Task 1: Reproduce the passage of the review of The Snow Queen from "Book Review: The" to "The Snow Queen.", word for word.
Task 2: Pick up the review of The Snow Queen at the point where it stops, and carry it forward in the same voice.

Document segment:
══════

Friday, May 31, 2013

Book Review: The Snow Queen

Joan D. Vinge
1980
Awards: Hugo, Locus
Nominations: Nebula
Rating: ★ ★ – – –

After having read several disappointing novels by Joan Vinge’s ex-husband Vernor, I have to admit I was kind of dreading The Snow Queen.

The story takes place on the rustic, undeveloped planet Tiamat, where the seasons are centuries long. The people of Tiamat are divided into two populations: “Summers,” unsophisticated, backwards fisher-folk who live in the rural south, and “Winters,” savvy cosmopolitans who live in the urban north. The Summers are deeply religious and their most powerful deity is the goddess of the sea, who they believe speaks to them through a few of their own people who have been called to be “sibyls,” a sort of oracle. Their religion is dismissed as blind superstition by the Winters and the offworlders alike.

As the book opens, the long winter is just ending and summer is about to start. When the seasons change from winter to summer, several things always happen. The areas of the planet where the Summers live become too hot for human habitation and they all migrate north to the cities to jostle for space with their northern Winter brethren. The proximity of the sun makes conditions too unstable for the nearby interstellar transport wormhole to stay open, so all the “offworlders” visiting and working on Tiamat pack up and head home to their own planets, taking all their advanced technology with them. And the Snow Queen, the ruler of the planet during the wintertime and traditionally a native member of the Winter population, is ritually thrown into the ocean to die and is replaced by the Summer Queen.

══════

Material shown:

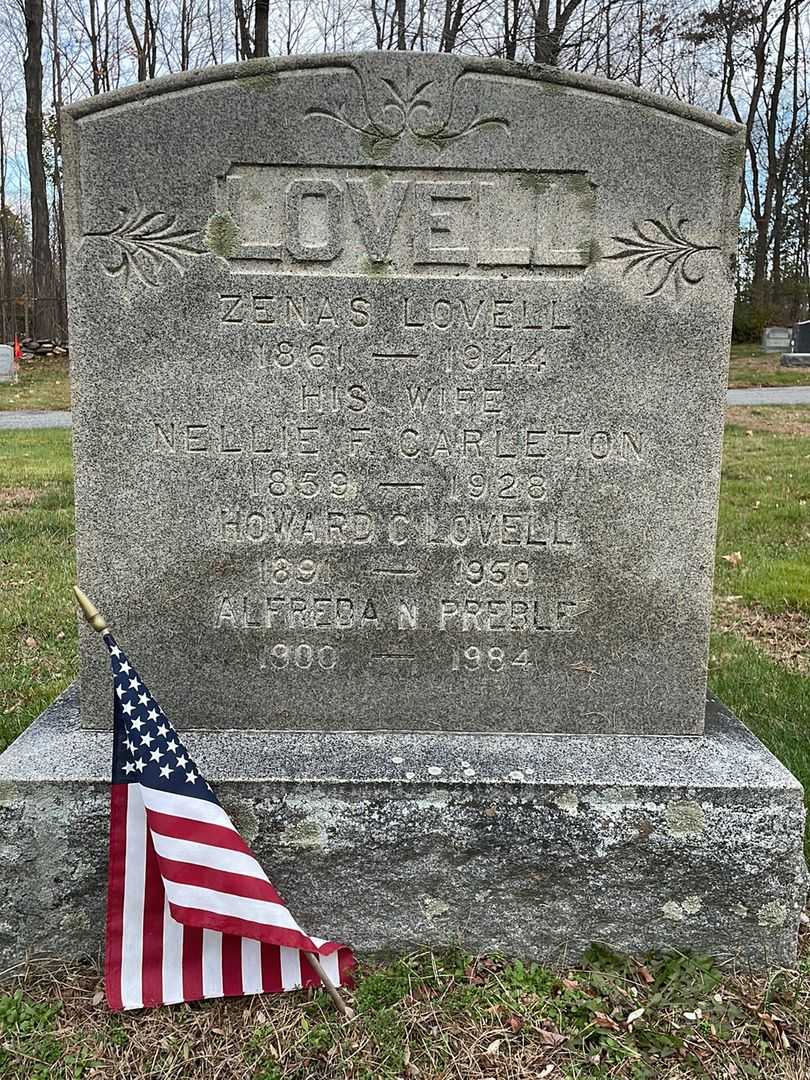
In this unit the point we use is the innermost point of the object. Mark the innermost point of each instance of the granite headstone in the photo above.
(399, 387)
(799, 346)
(775, 338)
(8, 365)
(800, 340)
(417, 422)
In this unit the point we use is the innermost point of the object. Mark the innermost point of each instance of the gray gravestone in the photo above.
(800, 341)
(775, 338)
(421, 401)
(8, 366)
(416, 428)
(799, 346)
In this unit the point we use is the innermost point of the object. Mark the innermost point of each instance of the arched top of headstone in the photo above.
(400, 388)
(377, 70)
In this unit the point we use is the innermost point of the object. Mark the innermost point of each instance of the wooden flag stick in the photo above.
(97, 621)
(341, 1007)
(91, 612)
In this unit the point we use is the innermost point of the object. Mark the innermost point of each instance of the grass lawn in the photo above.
(43, 383)
(753, 367)
(37, 622)
(445, 1017)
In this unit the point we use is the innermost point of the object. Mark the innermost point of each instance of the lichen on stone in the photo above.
(221, 234)
(685, 819)
(773, 914)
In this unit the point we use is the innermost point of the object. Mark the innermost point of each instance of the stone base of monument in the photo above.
(534, 846)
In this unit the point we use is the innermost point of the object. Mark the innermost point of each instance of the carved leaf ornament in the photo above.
(407, 112)
(147, 241)
(662, 250)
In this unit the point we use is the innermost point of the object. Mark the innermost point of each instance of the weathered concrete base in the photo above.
(530, 845)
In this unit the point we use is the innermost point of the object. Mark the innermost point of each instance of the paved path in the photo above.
(770, 395)
(29, 418)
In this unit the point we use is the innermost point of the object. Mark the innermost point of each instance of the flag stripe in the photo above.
(172, 960)
(217, 859)
(116, 895)
(212, 963)
(332, 967)
(270, 916)
(190, 912)
(204, 877)
(291, 968)
(201, 832)
(231, 964)
(231, 925)
(132, 939)
(152, 953)
(271, 968)
(251, 966)
(191, 962)
(186, 806)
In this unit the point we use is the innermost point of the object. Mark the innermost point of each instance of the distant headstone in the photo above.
(401, 491)
(775, 338)
(800, 340)
(799, 347)
(8, 364)
(412, 404)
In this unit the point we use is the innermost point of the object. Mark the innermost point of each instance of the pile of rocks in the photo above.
(32, 348)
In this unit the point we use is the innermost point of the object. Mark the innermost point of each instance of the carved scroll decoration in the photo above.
(147, 241)
(407, 111)
(662, 250)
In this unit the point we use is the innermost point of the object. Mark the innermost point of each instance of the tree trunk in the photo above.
(9, 307)
(40, 232)
(262, 18)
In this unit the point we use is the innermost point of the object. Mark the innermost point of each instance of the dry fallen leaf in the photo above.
(604, 1021)
(550, 1038)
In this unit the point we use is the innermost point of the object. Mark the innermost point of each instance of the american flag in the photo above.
(190, 913)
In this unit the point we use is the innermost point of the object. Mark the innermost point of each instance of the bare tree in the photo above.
(34, 131)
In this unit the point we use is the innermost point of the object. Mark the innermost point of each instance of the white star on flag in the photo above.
(190, 912)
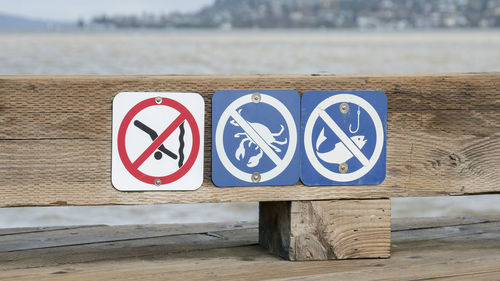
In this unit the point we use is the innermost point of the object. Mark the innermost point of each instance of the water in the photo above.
(243, 52)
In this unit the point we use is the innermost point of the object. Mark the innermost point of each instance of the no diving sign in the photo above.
(344, 137)
(157, 141)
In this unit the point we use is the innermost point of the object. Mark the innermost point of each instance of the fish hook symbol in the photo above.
(357, 129)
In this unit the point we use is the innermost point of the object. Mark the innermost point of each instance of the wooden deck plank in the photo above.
(101, 234)
(468, 250)
(55, 135)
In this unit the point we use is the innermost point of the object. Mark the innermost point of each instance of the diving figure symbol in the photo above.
(154, 135)
(265, 134)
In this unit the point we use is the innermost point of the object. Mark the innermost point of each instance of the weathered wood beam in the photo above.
(443, 137)
(322, 230)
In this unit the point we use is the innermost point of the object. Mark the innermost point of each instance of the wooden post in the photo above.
(322, 230)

══════

Written answer 1:
Book Review: The Snow Queen

Joan D. Vinge
1980
Awards: Hugo, Locus
Nominations: Nebula
Rating: ★ ★ – – –

After having read several disappointing novels by Joan Vinge’s ex-husband Vernor, I have to admit I was kind of dreading The Snow Queen.

Written answer 2:
This winter, however, the people have been ruled by a particularly power-mad and ruthless Snow Queen named Arienrhod. Arienrhod has never wanted to give up power and die in the sea like she is supposed to. So a couple decades ago, she implanted nine embryo clones of herself in nine unsuspecting Summer women visiting her capital city for a festival, hoping that at least one clone turned out okay and she could choose that girl to be the Summer Queen. This doesn’t really prevent her from dying, of course, but at least she’ll have the satisfaction of knowing that she will be the Summer Queen, too, in a way.

Of the nine clones, the only one that survives to the end of winter is a girl named Moon Dawntreader. Moon is a good-natured and unambitious girl raised among fishermen on the seaside, who thinks she’ll be able to continue living indefinitely in blissful happiness with her beloved cousin Sparks. Except that one day, to everyone’s surprise, including Arienrhod's, Moon is called by the sibyls to become a sibyl herself. 

Sparks had wanted to be a sibyl, too, so when Moon is chosen instead, he leaves in a jealous rage for the big city in the north. There he hooks up with Arienrhod and becomes a twisted, Darth-Vader-like, dark side version of his former self.

The rest of the book then follows Moon’s subsequent quest to reunite with Sparks and fulfill her destiny as a sibyl, and Arienrhod’s attempt to find Moon and achieve immortality, both of which affect the lives of a wide assortment of secondary characters and build to a climactic showdown during the end-of-winter celebrations.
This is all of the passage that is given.